# The exercise
Reproduce all of the material below word for word, but leave out the pictures.

## Start

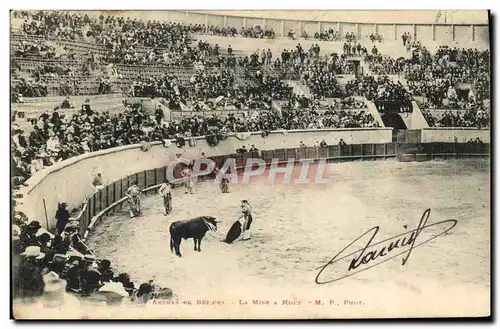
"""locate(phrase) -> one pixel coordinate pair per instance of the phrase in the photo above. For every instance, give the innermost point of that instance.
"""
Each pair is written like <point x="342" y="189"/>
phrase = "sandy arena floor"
<point x="298" y="228"/>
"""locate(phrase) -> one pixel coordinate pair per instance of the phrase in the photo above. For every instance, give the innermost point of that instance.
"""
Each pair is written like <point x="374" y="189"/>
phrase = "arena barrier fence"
<point x="111" y="197"/>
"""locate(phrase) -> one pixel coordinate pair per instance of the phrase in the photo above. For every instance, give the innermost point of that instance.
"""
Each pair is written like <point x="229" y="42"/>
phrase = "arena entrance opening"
<point x="393" y="120"/>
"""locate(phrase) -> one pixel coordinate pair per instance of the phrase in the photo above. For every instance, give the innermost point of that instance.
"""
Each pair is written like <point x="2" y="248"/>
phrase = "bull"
<point x="195" y="228"/>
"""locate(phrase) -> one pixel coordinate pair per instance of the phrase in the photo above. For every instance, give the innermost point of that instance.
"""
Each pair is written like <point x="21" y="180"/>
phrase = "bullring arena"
<point x="391" y="141"/>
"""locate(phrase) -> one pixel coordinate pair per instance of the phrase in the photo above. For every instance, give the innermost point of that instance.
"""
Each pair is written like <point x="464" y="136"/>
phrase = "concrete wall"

## End

# Task result
"""locate(phrase) -> one pixel coordinate pair per instance of the phrase in the photo above. For every instance, give the innermost point of that instance.
"""
Each pair is written like <point x="342" y="189"/>
phrase = "sandy arena floor"
<point x="298" y="228"/>
"""locate(phrase) -> one pixel coordinate pair per instance of the phrase in the photo above. For every instance, give the innermost point of that instance.
"""
Each pair is written like <point x="374" y="189"/>
phrase = "arena barrier fence"
<point x="111" y="197"/>
"""locate(phrase) -> one pixel coordinate pair per instance of the phrase in the photo above. For every instance, give the innermost point of that instance.
"""
Each pair is written like <point x="229" y="42"/>
phrase = "arena entrance opening"
<point x="393" y="120"/>
"""locate(phrase) -> one pixel coordinate pair per instance of the phrase in the photo above. For every instance, give the innermost point of that instance.
"""
Each pair is written like <point x="2" y="248"/>
phrase = "bull"
<point x="195" y="228"/>
"""locate(phrase) -> one pixel coordinate pair per instance of the phrase in the photo above. For every instance, give the innermost point of that instance.
"""
Each pair is written like <point x="21" y="180"/>
phrase = "bullring arena"
<point x="391" y="141"/>
"""locate(phrase) -> one pixel coordinate pair per instance of the phrase in the photo above. For every instance, give the innermost point of that instance.
"""
Each pair is written like <point x="464" y="136"/>
phrase = "concrete wall"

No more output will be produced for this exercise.